§ **LEESTEKST**:
···
Geliefde gemeente van onze Here,
Hoe geef jij cadeaus? Hoe is de cadeaucultuur bij jullie thuis? Als broers en zussen, of als vrienden? In mijn gezin, dus mijn broers en zussen, hadden we een heel duidelijke cadeaucultuur. Je gaf elkaar iets van 10 euro. Wist je niet wat je moest geven, dan gaf je tien euro. Eigenlijk bestond onze cadeaucultuur uit het rondpompen van tientjes. Je gaf als het ware je tientje in bruikleen. En bij de volgende verjaardag kwam het tientje weer bij je terug.
Je gaf niet minder, maar je gaf zeker niet meer. Die gedachte kwam niet in je op. En nu ik er weer over nadenk moet ik grinniken bij de gedachte dat we daar zelfs gewoon de afspraak over hadden gemaakt. Ik bedoel, sta er eens bij stil. Onuitgesproken was de afspraak: je geeft elkaar tien euro. En dat noemen we dan een cadeau. Niet dat het bedrag zelf slecht is, maar het toont dat het ons meer gaat om dat je het doet, dan hoe je het doet. Het is niet mogelijk om meer of minder te geven. Als iemand meer geeft, voel je je verplicht te volgen. Als iemand minder geeft, voel je je onrecht aangedaan.
···
§ **AANGELEVERD MATERIAAL**:

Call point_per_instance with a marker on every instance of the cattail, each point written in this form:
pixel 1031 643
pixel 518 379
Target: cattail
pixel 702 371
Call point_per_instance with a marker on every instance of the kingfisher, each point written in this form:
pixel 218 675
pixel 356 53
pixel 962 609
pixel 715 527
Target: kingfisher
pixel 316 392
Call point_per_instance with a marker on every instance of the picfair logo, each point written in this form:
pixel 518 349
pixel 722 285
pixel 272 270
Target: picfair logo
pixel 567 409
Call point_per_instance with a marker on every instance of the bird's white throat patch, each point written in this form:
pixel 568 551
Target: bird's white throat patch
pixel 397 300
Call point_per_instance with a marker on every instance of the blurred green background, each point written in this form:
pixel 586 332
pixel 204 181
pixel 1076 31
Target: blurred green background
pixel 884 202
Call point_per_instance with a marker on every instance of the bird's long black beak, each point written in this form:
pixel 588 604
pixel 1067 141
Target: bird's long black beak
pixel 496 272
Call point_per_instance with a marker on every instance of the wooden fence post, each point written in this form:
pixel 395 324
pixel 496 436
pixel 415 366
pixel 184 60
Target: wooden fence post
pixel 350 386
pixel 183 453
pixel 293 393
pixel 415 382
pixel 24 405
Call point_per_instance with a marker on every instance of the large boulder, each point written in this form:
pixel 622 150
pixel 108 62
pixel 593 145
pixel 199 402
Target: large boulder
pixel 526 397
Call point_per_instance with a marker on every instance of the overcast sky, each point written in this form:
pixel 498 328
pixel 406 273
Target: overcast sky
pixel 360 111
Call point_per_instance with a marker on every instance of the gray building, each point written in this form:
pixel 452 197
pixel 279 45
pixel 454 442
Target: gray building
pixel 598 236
···
§ **OPDRACHT**:
Neem uit de preek over cadeaus letterlijk alles over van "Geliefde gemeente van" tot en met "bij je terug.".

§ **ANTWOORD**:
Geliefde gemeente van onze Here,
Hoe geef jij cadeaus? Hoe is de cadeaucultuur bij jullie thuis? Als broers en zussen, of als vrienden? In mijn gezin, dus mijn broers en zussen, hadden we een heel duidelijke cadeaucultuur. Je gaf elkaar iets van 10 euro. Wist je niet wat je moest geven, dan gaf je tien euro. Eigenlijk bestond onze cadeaucultuur uit het rondpompen van tientjes. Je gaf als het ware je tientje in bruikleen. En bij de volgende verjaardag kwam het tientje weer bij je terug.